Rewrite the stretch of the material from the line containing "Task: indicate the shrub" through the end, both ends included. Multiply each coordinate in the answer points by 2.5, rounding to whole numbers with halves going up, and leave every other line, including the sample points, unchanged.

══ Rows

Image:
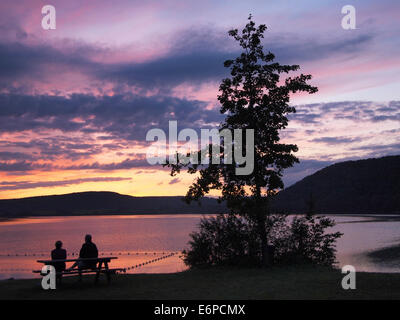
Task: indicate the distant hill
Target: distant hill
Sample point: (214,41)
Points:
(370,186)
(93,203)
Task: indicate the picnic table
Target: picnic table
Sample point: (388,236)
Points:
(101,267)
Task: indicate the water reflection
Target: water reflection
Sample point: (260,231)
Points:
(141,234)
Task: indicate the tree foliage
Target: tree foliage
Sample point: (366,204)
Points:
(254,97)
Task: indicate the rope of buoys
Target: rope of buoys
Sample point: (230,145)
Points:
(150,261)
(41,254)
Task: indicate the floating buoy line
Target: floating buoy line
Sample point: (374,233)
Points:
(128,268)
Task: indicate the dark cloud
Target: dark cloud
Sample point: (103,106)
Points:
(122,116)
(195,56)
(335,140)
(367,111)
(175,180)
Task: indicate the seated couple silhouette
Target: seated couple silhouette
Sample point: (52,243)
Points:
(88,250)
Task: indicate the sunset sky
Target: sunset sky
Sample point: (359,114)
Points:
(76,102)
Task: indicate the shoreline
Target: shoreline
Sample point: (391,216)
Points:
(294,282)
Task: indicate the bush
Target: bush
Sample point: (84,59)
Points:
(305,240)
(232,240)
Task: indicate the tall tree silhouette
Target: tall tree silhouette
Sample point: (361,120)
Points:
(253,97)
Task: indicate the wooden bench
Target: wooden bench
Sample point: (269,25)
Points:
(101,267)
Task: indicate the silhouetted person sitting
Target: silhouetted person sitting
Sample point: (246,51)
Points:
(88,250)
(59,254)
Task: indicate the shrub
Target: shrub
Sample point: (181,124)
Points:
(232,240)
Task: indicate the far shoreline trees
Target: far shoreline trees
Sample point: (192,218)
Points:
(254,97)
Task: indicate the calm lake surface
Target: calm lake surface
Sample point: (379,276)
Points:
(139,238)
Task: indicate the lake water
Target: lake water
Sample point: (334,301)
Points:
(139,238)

════

Right answer:
Task: indicate the shrub
Target: shrub
Sample point: (181,124)
Points:
(580,600)
Task: indicate the far shoreline trees
Target: far shoreline trees
Sample point: (192,218)
Points:
(635,243)
Task: indicate the calm lake surface
Target: calm lake surface
Sample point: (379,276)
Points:
(348,595)
Task: indicate the lake water
Target: lake water
Sample point: (334,301)
Points:
(348,595)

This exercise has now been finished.